--- Begin ARTICLE ---
New Year's Eve and I'm still at work...

Yes, I'm working on New Year's Eve.

For the first time ever, actually.

No one else is here, which makes it eerie and kind of fun, at the office. NPR without headphones. Blinds wide open, abhorrent flickering florescent lights off, flash, photoshop, and coldfusion on the monitor and IM windows in every corner.

I'm looking forward to the parties tonight, to the day off tomorrow, to a new year that has already begun to show itself as another year of very very good things.

I'm looking forward to starting the year with a freelance web design contract that very well will keep me employed for the next 6 months, if not the year.

I'm looking forward to learning.

to teaching.

to modeling.

to reading.

to hosting more dinner parties.

to guesting at still more.

to cuddling.

to all that good snuggly crap.

and I'm also looking forward to another year of picturepicture.net.

happy new year, y'all.
--- End ARTICLE ---
--- Begin SOURCE DATA ---
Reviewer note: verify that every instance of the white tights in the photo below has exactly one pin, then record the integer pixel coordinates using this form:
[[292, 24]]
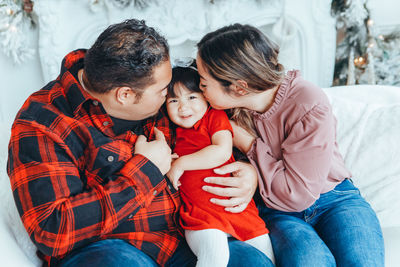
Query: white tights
[[211, 246]]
--- End SOURCE DATA ---
▶ **DIRECTIONS**:
1 – Decide whether each statement below agrees with the New Year's Eve post. Answer yes or no for each and quote the words from the post that decide it.
(a) The writer has worked on New Year's Eve in earlier years.
(b) Other people are at the office with the writer.
(c) The writer expects a freelance contract to provide work for at least the next six months.
2 – Write the next part of the New Year's Eve post, following on from its final line.

▶ **ANSWER LIST**:
1 –
(a) No: "For the first time ever, actually."
(b) No: "No one else is here"
(c) Yes: "a freelance web design contract that very well will keep me employed for the next 6 months, if not the year"

2 –
Posted by Heather at 02:46 PM | Comments (5) | TrackBack

December 28, 2003

So many good things from last weekend.

oh my god. I just finished reeling from a fabulous weekend with friends to launch into a holiday week/weekend that pushed the limits of too many good times to do justice. although I'll give it a good pathetic try with yet another laundry-list:


  • movie night with the surprisingly non-geeky co-workers: If you have a few hours to see a movie that isn't fantasy, isn't romantic comedy, isn't jewsploitation, see Jim Sheridan's In America - the performances, the irishness, the financial insecurity, the romantic theatrics, all had me spellbound. moved, even.
  • Burlesque with a boy: impromptu theatre-going with Ray who serendipitously provided an extra ticket to the Lavender Cabaret just when I was wondering what I was going to do with my friday night. Now, I've been to many burlesques before - sometimes, the ladies tall and slender and eventually "strip tease" becomes "strip naked", other times, they're beautiful and buxom and brassy, and most times, in Chicago, they tend to be very very casual. But this show, the gals were hot and lithe and tiny and funny, with an audience that couldn't stop hooting and hollering - I'm still a bit hoarse from the fun of it all. and I'd like to thank the powers that be for slender young ladies in fishnets and lacy boyshorts.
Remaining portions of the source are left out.